**所附摘录**
■ ■ ■

Ansible Playbook关键字 | 快速入门 | 案例教程

一、【写在前面】

1. 废话

笔者最近在规划写几篇连续的文章，想来想去还是Ansible最值得记录：

一来是此工具学习曲线比较平缓，不会一看文档就不想学了，早期学习性价比非常高；

其次、这个东西基本都要用到，无论你是走什么方向，只要机器数量上来了，这个组件是大概率要接触到的，有一些厂会用其他的工具比如SaltStack或者Puppet但是理念差不多，先学ansible之后这些都很好搞懂。

最后、这个工具学习性价比很高，不需要太多的前置知识，短时间内就能拿起来用，当然这也意味着你在使用时要特别小心，因为一条命令可能就造成大量灾难。

笔者的文档本质是二手货，只是个人心得的一些记录，是官方文档的拙略模仿，如果恰好能帮到您，那就是意外的收获了。

官网：Ansible Documentation

前置知识：YAML（必需）；shell、ini、jinja2（差不多会就行了）

PS：官网所有的关键字都在这了，点个关注就能免费看，求支持

2. 简介

Ansible是一个批量管理机器的工具，通过一个或多个主控端控制被控机器。是用python开发的，主要用SSH通讯，其他协议为补充。支持主流Linux发行版本，甚至还支持管理windows(Ansible.Windows)和macos。其命名灵感来自于1966年小说罗坎农世界《Rocannon's World》，之后著名的电影《安德的游戏》中也致敬了此词------安塞波。在小说中，作者使用常用技能"加设定"，构造了一个虚拟概念安塞波，来解决主角远距离操控星舰打仗的延迟问题。

Ansible-Playbook也即ansible剧本是最常用到也是其最强大的功能，通过构建一个或多个剧本以及模板，来达到做出一系列复杂任务。因为主要用yaml来做剧本，所以基本有手就行，看看文档一天就能构建一个基本的多任务的剧本，再配合ansible-vault和ansible-pull(或者其他代码托管)，很容易就可以构建起安全且高效的任务托管。

当然，正式开始之前，需要做好基本的软件安装和机器发现

二、【正式开始】

Ansible的关键字可以分为四类：PLAY, ROLE, BLOCK, TASK。正好对应了playbook的大致结构，简单来说，PLAY是一块内容包含一个或多个任务；ROLE可以理解为是一个类，这里被称为角色，通过不同角色来区分不同功能，也就是说ROLE中包含的内容会很多；BLOCK可以理解为也是多个任务的集合，但是包含了更多例如错误处理debug这样的功能；TASK则是ansible执行的最小单元，可以理解为语句，再小就执行不了了。

关键字可以直接理解为命令语句

(1). PLAY

1. any_errors_fatal

这个关键字表示，当任务执行中有任何错误发生，立马停止所有任务。

■ ■ ■

**数据部分**
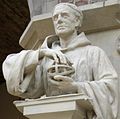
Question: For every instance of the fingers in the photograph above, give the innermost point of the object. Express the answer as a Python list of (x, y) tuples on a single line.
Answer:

■ ■ ■

**任务要求**
续写这篇介绍 Ansible Playbook 关键字的教程，紧接其最后一句往下写。 上述清单在此不起任何作用。

**答复内容**
TypeScript 复制代码

- name: Example of any_errors_fatal    # 剧本的名字，这里开头有个' - ' 
  hosts: all                           # 标注为一个PLAY, 可以理解为一个任务块
  any_errors_fatal: true               
  tasks:                               # 真正的任务内容
    - name: Fail the command
      command: /bin/false

2. become

这个关键字可以直接提权运行命令，become是一个布尔值，为真则用sudo提权，当然需要提前在对应机器配置好sudoer

TypeScript 复制代码

- name: Example of become
  hosts: all
  become: true
  tasks:
    - name: Run a privileged command
      command: systemctl restart nginx

3. become_exe

针对become的补充，指定提权文件的文件夹

TypeScript 复制代码

- name: Example of become_exe
  hosts: all
  become: true
  become_exe: /usr/bin/sudo
  tasks:
    - name: Run a privileged command
      command: systemctl restart nginx

4. become_flags

Ansible 2.5加入的关键词，默认是与在linux下的sudo参数一致，windows下参数则是logon_type 和 logon_flags。 linux默认是"-H -S -n"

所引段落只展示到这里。